Provided information -
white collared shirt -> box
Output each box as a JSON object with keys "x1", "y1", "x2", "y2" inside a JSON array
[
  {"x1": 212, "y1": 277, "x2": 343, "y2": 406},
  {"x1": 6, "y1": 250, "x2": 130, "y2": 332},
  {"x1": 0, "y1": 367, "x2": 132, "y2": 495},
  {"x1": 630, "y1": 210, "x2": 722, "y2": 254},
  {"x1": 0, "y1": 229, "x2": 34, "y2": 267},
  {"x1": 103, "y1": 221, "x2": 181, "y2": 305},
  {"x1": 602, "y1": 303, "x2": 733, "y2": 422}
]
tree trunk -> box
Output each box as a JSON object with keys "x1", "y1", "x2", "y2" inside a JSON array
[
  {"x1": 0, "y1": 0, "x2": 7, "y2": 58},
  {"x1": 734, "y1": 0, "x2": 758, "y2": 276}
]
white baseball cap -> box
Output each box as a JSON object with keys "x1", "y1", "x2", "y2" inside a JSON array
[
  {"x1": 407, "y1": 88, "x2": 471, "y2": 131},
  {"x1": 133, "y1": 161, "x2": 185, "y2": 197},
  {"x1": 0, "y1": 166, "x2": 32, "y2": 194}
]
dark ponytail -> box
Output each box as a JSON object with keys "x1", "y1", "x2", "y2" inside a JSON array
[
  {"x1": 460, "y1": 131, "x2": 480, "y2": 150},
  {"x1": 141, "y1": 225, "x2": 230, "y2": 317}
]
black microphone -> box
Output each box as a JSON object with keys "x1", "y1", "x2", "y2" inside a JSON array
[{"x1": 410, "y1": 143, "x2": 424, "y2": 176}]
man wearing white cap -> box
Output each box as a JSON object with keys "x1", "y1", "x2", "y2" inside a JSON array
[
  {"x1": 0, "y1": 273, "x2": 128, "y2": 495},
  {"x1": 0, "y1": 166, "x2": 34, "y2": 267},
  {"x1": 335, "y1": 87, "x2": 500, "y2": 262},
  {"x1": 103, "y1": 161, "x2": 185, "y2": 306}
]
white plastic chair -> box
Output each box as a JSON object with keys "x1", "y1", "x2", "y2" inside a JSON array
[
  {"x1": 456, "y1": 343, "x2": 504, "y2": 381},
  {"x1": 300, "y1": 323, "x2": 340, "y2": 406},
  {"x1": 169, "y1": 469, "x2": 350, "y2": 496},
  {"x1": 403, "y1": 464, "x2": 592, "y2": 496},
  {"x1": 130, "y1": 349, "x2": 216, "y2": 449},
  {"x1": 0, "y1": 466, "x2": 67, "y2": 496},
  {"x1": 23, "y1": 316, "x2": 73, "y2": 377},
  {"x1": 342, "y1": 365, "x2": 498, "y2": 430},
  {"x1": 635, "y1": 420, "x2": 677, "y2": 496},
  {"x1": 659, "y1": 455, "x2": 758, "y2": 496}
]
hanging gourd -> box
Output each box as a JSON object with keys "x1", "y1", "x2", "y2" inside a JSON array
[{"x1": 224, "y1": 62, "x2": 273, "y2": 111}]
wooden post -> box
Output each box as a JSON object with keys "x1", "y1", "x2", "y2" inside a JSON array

Task statement - What is the number of lines in the listing that include "white"? Answer with that number only.

Response below - 4